> **Task**
Where the string "building" occurs in a line of the entries below, copy that line.

════════════════

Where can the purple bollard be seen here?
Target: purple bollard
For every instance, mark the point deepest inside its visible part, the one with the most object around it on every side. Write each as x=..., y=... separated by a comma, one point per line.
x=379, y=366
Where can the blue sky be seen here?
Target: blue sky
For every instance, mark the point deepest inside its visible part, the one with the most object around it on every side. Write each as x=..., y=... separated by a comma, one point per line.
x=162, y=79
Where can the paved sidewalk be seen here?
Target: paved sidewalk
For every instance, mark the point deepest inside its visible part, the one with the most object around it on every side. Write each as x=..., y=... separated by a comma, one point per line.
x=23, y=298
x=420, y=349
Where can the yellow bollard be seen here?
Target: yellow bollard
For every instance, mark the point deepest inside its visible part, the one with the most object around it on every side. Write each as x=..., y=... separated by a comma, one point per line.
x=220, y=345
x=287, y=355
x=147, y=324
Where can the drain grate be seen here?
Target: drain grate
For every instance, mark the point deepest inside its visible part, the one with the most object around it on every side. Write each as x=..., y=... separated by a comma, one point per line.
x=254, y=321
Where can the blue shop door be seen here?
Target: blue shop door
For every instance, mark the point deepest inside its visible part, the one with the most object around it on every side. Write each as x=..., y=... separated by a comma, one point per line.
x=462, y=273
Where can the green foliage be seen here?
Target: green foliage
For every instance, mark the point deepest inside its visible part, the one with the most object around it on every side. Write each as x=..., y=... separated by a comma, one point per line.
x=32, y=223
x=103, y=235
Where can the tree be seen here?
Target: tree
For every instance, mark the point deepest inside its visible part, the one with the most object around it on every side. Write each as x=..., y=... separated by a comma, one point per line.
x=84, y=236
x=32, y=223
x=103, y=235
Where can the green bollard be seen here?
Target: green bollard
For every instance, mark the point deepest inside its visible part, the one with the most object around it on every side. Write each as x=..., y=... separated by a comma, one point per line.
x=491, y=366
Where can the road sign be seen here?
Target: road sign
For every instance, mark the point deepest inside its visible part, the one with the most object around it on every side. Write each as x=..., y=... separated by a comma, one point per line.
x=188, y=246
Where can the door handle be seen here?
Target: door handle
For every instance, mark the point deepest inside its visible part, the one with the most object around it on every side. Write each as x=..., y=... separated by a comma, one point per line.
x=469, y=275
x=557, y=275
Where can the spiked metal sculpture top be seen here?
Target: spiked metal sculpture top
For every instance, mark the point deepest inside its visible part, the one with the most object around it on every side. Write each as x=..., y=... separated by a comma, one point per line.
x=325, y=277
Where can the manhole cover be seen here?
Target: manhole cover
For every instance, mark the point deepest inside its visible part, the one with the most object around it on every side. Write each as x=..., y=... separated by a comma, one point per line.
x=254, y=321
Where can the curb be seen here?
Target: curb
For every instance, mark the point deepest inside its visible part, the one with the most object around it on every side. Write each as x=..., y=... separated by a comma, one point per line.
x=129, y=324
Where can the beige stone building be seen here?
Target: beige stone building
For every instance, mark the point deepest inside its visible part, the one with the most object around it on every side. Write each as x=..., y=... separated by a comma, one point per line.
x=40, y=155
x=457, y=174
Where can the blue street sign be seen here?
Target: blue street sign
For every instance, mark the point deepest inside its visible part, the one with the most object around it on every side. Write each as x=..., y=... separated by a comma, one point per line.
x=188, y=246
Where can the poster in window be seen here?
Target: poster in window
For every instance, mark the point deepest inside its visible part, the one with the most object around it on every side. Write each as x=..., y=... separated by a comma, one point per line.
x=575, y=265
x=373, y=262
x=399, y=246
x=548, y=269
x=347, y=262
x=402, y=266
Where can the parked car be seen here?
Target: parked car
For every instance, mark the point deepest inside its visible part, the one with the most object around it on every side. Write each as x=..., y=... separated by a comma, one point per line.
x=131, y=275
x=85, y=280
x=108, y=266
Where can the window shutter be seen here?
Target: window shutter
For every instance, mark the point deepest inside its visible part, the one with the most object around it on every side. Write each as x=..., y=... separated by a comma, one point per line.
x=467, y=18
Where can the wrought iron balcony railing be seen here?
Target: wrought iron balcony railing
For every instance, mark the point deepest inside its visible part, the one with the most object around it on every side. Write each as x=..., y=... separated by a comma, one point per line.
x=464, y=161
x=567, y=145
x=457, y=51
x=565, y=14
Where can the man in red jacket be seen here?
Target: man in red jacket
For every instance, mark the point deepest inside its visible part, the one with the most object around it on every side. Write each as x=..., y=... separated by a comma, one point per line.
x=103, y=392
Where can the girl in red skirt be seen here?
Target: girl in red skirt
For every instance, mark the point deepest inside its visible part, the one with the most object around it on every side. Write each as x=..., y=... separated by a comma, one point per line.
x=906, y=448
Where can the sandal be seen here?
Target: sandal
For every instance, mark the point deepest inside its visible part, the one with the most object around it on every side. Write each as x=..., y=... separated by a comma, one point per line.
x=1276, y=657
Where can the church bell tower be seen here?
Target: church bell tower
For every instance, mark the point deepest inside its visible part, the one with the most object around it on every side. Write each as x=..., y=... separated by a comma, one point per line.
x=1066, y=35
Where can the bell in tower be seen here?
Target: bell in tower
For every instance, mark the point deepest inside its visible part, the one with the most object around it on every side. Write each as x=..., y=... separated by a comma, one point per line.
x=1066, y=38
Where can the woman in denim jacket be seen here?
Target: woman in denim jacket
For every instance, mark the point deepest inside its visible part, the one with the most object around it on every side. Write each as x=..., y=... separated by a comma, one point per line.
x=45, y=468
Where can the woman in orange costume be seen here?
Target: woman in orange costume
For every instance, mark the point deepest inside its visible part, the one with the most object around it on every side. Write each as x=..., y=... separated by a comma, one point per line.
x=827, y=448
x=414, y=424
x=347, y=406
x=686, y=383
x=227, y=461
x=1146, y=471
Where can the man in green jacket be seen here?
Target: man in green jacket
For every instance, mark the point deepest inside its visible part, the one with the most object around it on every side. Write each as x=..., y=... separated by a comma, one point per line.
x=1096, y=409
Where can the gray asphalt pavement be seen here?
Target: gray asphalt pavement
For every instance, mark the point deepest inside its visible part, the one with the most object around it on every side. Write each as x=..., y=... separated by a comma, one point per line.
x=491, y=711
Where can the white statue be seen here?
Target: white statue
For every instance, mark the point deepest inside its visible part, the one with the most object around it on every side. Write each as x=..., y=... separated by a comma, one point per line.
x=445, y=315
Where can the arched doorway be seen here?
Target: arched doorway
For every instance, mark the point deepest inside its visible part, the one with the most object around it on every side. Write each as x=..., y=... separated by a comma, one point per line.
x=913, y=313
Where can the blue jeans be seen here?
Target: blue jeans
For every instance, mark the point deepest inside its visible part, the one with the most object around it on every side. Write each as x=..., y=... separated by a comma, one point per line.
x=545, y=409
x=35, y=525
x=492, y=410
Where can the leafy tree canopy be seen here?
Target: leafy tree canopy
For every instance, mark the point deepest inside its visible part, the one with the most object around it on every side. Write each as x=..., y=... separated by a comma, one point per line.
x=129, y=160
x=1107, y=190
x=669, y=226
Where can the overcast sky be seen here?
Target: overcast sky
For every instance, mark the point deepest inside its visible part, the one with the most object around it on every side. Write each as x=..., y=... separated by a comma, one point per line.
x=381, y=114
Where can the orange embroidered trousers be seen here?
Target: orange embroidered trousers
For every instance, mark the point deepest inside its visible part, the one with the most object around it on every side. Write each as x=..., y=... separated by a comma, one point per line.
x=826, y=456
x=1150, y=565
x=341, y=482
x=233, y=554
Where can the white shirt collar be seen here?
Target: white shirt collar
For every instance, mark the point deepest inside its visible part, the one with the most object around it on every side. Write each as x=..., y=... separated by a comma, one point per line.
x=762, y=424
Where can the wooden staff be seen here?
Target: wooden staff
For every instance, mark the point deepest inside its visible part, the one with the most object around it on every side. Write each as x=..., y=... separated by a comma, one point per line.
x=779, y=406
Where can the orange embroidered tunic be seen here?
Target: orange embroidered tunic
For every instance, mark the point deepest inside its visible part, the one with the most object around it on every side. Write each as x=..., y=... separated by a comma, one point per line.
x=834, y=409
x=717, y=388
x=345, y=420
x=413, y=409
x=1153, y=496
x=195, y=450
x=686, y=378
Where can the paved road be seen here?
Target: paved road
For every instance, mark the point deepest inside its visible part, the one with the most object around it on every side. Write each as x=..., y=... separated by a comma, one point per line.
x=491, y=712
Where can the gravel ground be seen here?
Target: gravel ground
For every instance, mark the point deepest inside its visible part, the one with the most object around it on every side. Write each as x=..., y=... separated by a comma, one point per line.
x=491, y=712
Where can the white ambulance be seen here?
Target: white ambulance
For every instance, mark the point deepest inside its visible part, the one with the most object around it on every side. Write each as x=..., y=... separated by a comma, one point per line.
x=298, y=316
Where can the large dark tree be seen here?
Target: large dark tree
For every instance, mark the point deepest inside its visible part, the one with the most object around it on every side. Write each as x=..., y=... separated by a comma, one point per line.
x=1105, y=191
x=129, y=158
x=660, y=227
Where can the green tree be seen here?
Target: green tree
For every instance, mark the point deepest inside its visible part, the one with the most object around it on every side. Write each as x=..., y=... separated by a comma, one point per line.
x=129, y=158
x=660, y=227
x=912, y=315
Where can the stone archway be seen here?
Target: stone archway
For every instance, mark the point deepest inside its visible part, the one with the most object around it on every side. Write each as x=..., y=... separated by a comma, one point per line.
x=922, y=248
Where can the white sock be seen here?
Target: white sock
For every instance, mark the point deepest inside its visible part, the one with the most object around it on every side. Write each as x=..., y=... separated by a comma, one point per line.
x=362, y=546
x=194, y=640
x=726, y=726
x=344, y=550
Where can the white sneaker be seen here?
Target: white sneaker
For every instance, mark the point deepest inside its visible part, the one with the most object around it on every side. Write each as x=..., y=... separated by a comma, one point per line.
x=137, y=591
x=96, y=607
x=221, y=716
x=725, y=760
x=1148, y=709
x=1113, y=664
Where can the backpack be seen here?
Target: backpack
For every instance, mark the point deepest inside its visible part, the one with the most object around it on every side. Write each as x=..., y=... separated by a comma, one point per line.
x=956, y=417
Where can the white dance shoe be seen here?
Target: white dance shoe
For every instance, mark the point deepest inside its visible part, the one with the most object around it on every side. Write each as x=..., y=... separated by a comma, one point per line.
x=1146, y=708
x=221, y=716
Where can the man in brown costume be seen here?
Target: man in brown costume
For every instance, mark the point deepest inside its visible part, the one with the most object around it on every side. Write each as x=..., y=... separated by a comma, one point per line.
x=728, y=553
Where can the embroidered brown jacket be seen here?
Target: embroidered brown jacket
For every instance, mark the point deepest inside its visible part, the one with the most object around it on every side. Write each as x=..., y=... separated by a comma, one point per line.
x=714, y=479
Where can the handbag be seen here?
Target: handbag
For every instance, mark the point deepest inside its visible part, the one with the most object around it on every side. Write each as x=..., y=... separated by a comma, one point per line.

════════════════

> **Solution**
Where can the beige stone building be seen here?
Target: beige stone building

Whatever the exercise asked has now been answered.